Dokumenttext:
-- -- --
Es gebe allerdings auch hilfreiche Selbsttests (zum Beispiel auf der Internetseite der Deutschen Depressionshilfe), über die im Anschluss eine Empfehlung gegeben werde, „ob ich mir weitergehende und professionelle Hilfe suchen sollte“. Gleichzeitig seien diese Testungen nur Hinweisgeber, betont Jessica Capelle: „Wenn es mir psychisch über einen längeren Zeitraum nicht gut geht, sollte ich – unabhängig von dem Testergebnis – professionelle Hilfe aufsuchen.“

Sie warnt zudem vor unsicheren Quellen im Netz. Bei TikTok und Instagram könne jeder Videos hochladen. Influencer hätten das Ziel, viele Follower zu gewinnen. Da stehe nicht immer das Interesse der Aufklärung an erster Stelle. „Ich habe mittlerweile auch mehrere Videos gesehen, in denen Influencer Produkte anpreisen, die sie zum Beispiel aus der vermeintlichen Depression geholt haben. Als Betroffene kaufe ich dann vielleicht schnell dieses oder jenes Nahrungsergänzungsmittel, diese oder jene Duftkerze oder Yogamatte. Bei einem Stimmungstief hilft eine schöne Kerze und ein gutes Buch vielleicht, eine Depression ist aber nicht über diese Produkte behandelbar, sondern sollte in einer Psychotherapie professionell behandelt werden.“

Ein weiterer Gefahrenpunkt seien die Algorithmen bei Social Media. Die seien so angelegt, dass Gewohnheiten der Nutzer erkannt und befeuert würden: „Wenn ich mir über einen längeren Zeitraum Tierbabys angeschaut habe, wird Instagram oder TikTok immer wieder Tierbabyvideos für mich hochspülen. Das Gleiche passiert auch bei Videos zu psychischen Erkrankungen. Hierbei kann es aber passieren, dass mir immer wieder Videos angezeigt werden, die mich als psychisch erkrankte Person stark triggern.“ Auch gebe es durchaus problematische Videos zu zum Beispiel Essstörungen, in denen Schlank sein um jeden Preis als etwas Positives dargestellt werde. Das habe den Effekt, dass sich Betroffene nicht in Behandlung begäben, sondern gegenteilig in der Krankheit blieben.
-- -- --
Zu bearbeiten:
A – Beantworten Sie drei Fragen zum Text über Depression und soziale Medien.
(i) Auf welcher Internetseite gibt es laut dem Text zum Beispiel hilfreiche Selbsttests?
(ii) Auf welchen beiden Plattformen kann laut dem Text jeder Videos hochladen?
(iii) Welche Art von Videos wird Instagram oder TikTok nach dem genannten Beispiel immer wieder hochspülen, wenn man sie sich über einen längeren Zeitraum angeschaut hat?
B – Extrahieren Sie aus dem Text über Depression und soziale Medien alles von „Ein weiterer Gefahrenpunkt“ bis hinunter zu „der Krankheit blieben.“.
C – Setzen Sie den Text über Depression und soziale Medien im Anschluss an seinen letzten Satz fort.

Angezeigte Daten:
-- -- --
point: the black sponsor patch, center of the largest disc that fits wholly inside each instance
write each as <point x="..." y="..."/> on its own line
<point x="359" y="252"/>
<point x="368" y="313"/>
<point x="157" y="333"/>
-- -- --
Lösungen der Aufgaben:
A –
(i) Auf der Internetseite der Deutschen Depressionshilfe.
(ii) Auf TikTok und Instagram.
(iii) Tierbabyvideos.

B –
Ein weiterer Gefahrenpunkt seien die Algorithmen bei Social Media. Die seien so angelegt, dass Gewohnheiten der Nutzer erkannt und befeuert würden: „Wenn ich mir über einen längeren Zeitraum Tierbabys angeschaut habe, wird Instagram oder TikTok immer wieder Tierbabyvideos für mich hochspülen. Das Gleiche passiert auch bei Videos zu psychischen Erkrankungen. Hierbei kann es aber passieren, dass mir immer wieder Videos angezeigt werden, die mich als psychisch erkrankte Person stark triggern.“ Auch gebe es durchaus problematische Videos zu zum Beispiel Essstörungen, in denen Schlank sein um jeden Preis als etwas Positives dargestellt werde. Das habe den Effekt, dass sich Betroffene nicht in Behandlung begäben, sondern gegenteilig in der Krankheit blieben.

C –
Gleichzeitig sei zu erwähnen, so Jessica Capelle, dass eine „zunehmende Aufklärung und eine damit einhergehende Enttabuisierung von psychischen Erkrankungen durch verantwortungsvoll gestaltete Beiträge und Videos in sozialen Medien durchaus positiv sind“. Das Bewusstsein für psychische Erkrankungen wachse, erläutert die Leitende Psychologin: „Scham- und Schuldgefühle, die häufig begleitend zu einer psychischen Erkrankung auftreten, können abgebaut werden und Betroffene merken, dass sie nicht alleine sind.“

Mögliche erste analoge und digitale Anlaufstellen bei Verdacht auf eine psychische Erkrankung:

Hausarzt und Psychosoziale Beratungsstellen durch zum Beispiel Träger der Stadt oder kirchliche Träger.

Die Telefonseelsorge bietet anonyme und kostenlose Beratung per Telefon (0800 / 111 0 111 , 0800 / 111 0 222 oder 116 123), aber auch per Mail und Chat unter online.telefonseelsorge.de

Die Stiftung Deutsche Depressionshilfe hat ein Info-Telefon Depression unter der Nummer 0800 3344533 eingerichtet (erreichbar Montag, Dienstag und Donnerstag 13–17 Uhr sowie Mittwoch und Freitag 8.30–12.30 Uhr). Über die Website wird auch ein Online-Forum Depression angeboten.

Speziell für Kinder und Jugendliche wurde die Nummer gegen Kummer eingerichtet. Unter 116 111 beraten die Mitarbeiter betroffene Heranwachsende anonym und kostenlos – immer montags bis samstags 14–20 Uhr.

Der Sozialpsychiatrische Dienst bietet kostenlose Beratung und Hilfe für erwachsene Menschen mit seelischen Problemen, psychischen Erkrankungen, in akuten Krisensituationen, bei Suizidgedanken, Suchtproblemen, altersbedingten seelischen Störungen und geistigen Behinderungen an, auch für Angehörige und das soziale Umfeld.